Task to complete:
Type out all the records word for word. Any pictures are to be left out.

******************************

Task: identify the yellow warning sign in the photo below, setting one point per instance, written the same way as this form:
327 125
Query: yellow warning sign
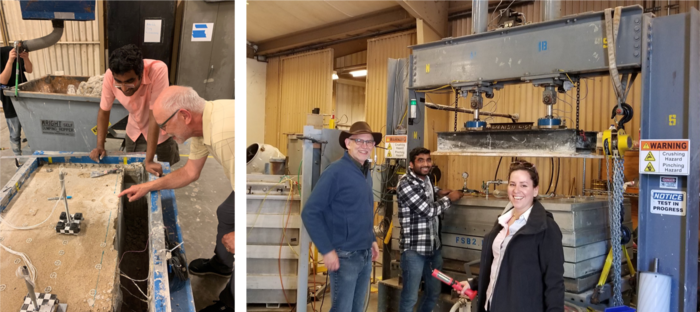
650 157
649 168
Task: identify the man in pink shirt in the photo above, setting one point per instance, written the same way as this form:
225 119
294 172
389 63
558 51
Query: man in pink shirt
136 82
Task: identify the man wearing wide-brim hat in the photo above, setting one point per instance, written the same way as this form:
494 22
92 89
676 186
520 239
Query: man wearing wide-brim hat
339 218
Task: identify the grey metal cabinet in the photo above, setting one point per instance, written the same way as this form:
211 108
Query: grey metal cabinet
210 66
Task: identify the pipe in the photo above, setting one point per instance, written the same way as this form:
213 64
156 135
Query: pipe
513 117
46 41
30 287
551 10
480 16
468 13
69 220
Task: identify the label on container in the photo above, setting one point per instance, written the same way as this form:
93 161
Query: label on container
58 127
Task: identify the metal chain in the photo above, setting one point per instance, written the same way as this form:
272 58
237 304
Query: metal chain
617 247
578 102
456 101
615 203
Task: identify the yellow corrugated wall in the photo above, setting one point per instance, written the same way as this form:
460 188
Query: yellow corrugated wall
354 59
379 50
305 82
597 100
350 104
272 110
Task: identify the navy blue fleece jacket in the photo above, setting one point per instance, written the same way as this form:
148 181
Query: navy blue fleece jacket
338 214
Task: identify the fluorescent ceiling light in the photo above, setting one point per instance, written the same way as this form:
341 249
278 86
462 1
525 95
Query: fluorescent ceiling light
359 73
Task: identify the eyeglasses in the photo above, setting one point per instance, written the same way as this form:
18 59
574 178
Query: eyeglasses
361 142
122 86
162 126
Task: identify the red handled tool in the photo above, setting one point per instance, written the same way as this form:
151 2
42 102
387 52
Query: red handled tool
454 284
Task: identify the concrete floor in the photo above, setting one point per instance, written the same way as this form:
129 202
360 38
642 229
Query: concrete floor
196 203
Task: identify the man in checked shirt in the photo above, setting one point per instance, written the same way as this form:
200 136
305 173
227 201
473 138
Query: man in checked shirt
420 230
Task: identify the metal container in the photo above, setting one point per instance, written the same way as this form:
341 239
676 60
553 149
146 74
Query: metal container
53 120
277 166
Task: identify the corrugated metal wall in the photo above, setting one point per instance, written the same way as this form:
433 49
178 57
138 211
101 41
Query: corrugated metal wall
379 50
305 82
349 103
272 111
597 100
77 53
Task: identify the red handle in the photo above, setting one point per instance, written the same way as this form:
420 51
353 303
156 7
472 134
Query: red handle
454 284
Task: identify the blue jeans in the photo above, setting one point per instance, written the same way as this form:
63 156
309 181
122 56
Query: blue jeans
15 129
349 284
415 266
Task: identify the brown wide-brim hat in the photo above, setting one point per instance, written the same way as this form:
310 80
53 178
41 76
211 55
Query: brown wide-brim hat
359 127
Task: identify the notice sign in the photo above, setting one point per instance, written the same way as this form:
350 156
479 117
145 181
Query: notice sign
57 127
396 146
668 182
664 157
668 202
202 31
151 31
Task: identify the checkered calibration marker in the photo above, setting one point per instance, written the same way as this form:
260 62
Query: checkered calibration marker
46 302
65 227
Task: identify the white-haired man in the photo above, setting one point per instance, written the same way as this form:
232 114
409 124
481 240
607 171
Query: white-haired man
182 114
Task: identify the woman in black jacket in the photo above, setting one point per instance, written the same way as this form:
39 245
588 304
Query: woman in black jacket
522 260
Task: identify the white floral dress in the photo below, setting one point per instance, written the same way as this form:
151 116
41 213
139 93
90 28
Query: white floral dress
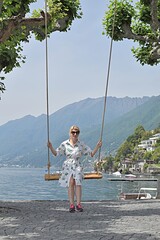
72 165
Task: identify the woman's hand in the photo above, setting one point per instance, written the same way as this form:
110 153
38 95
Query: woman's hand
49 144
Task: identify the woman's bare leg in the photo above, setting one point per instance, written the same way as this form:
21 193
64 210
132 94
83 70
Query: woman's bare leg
78 193
71 190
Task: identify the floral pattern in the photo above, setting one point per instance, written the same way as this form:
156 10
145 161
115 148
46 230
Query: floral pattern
72 165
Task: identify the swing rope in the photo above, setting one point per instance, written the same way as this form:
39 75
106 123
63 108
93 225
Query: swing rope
47 85
107 81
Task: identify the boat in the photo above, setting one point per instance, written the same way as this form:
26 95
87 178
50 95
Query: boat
144 193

******************************

Exercise output:
Task: identify the yellow warning sign in the photo below, setting one point per instance, written the same way as this form:
327 125
Query: yellow warning sign
650 157
649 168
Task: identify the man in pink shirt in the photo above, setting one point per instance, written the same way as this form:
225 119
294 172
389 63
558 51
Query: man in pink shirt
136 82
Task: identify the man wearing wide-brim hat in the photo above, setting one point per instance, written the same way as this form:
494 22
92 89
676 186
520 239
Query: man wearing wide-brim hat
339 218
Task: identify the grey metal cabinet in the photo above, setting one point per instance, written the same way as this form:
211 108
Query: grey metal cabinet
210 66
Task: identify the pipe in the photo above, setting one point per instance, written the same way as this form:
213 64
156 135
Query: pipe
513 117
46 41
30 287
551 10
480 16
468 13
69 220
Task: identify the label on container in the photo above, setting one point per instance, written the same way as this form:
93 161
Query: label on container
58 127
Task: identify the metal chain in the photo above, setting one point per instance, written the same way as this form:
272 58
237 304
Query: metal chain
617 247
578 102
456 101
615 203
Task: identify the yellow corrugated wall in the photo above, setting one point per instance, written the same way as this form:
460 188
Query: yellow corrugated wall
354 59
379 50
305 82
597 100
350 104
272 110
Task: identify the navy blue fleece jacket in the photo above, setting one point per instance, written the same way as this form:
148 181
Query: navy blue fleece jacket
338 214
Task: identify the fluorescent ceiling light in the photo above, setting one point per instance, written the same way as this form:
341 249
278 86
462 1
525 95
Query: fluorescent ceiling light
359 73
Task: identify the eyeglasses in the photo above, setting one point per instance, written the same way as this form:
18 59
574 178
Query: eyeglasses
361 142
122 86
162 126
Task: identify the red handled tool in the photo above, setting one point per instance, written the same way as this form:
151 2
42 102
387 52
Query: red handled tool
454 284
Task: identify the concrete floor in the photo above, setting one point per instance, written the same way as this form:
129 202
360 38
642 229
Query: concrete floor
196 203
Task: identify the man in checked shirt in the photo above, setting one point per instance, written the same way as this form:
200 136
305 173
227 201
473 138
Query: man in checked shirt
420 230
Task: identify the metal container in the photo above, setting one point per instance, written the same way as this form:
341 239
676 60
553 149
146 74
Query: metal container
53 120
277 166
Task: identify the corrugated metal wall in the photo above, setting one point per instance, written the same way as this form:
433 49
178 57
138 211
101 41
Query: corrugated metal wall
379 50
305 82
349 103
272 111
597 100
77 53
Task: identify the red handle in the photo above, setting one point per instance, written the same way as this form:
420 51
353 303
156 7
472 134
Query: red handle
454 284
Task: identify the blue jeans in the photo above, setting one point per instance, written the same way as this form:
63 156
309 181
122 56
Query: blue jeans
15 129
349 284
415 266
Task: identify the brown wide-brim hat in the photo above, setting one point per instance, written the same way as this form:
310 80
53 178
41 76
211 55
Query: brown wide-brim hat
359 127
Task: identify the notice sign in the photo above, setting one point per instance, written the same way as this form:
350 156
479 117
145 181
Query: notice sign
57 127
396 146
668 182
664 157
668 202
202 31
151 31
Task: identify the checkered calibration marker in the photo above, setting one point per instance, written the same way as this form:
260 62
Query: checkered calibration marker
46 302
65 227
Task: identify the white-haired man in the photo above, setting one point per instance, written the same way as this form:
232 114
409 124
481 240
607 171
Query: white-haired man
182 114
Task: identify the woman in black jacket in the photo above, setting one point per instance, written the same way as this form:
39 245
588 304
Query: woman in black jacket
522 260
Task: identify the white floral dress in the photo below, setting one point per instance, written the same way as this form:
151 116
41 213
139 93
90 28
Query: white floral dress
72 165
Task: identify the woman's hand in the photo above, setting one point per instance, written the same way as this form:
110 153
38 95
Query: woman's hand
49 144
Task: identify the woman's bare leg in the photo above, setting one point per instance, written the same way as this form:
21 193
64 210
132 94
83 70
Query: woman's bare leg
78 193
71 190
Task: identify the floral pattern in the photo above, setting one point per instance, written the same way as this form:
156 10
145 161
115 148
46 230
Query: floral pattern
72 165
Task: identify the swing rope in the photo above, setting one point per instance, written the same way as this form:
39 75
106 123
63 108
93 225
Query: swing rope
47 85
107 81
Task: identify the boat in the photo above, setting one point per instance, written the same way as this form:
26 95
87 178
50 95
Query: boat
144 193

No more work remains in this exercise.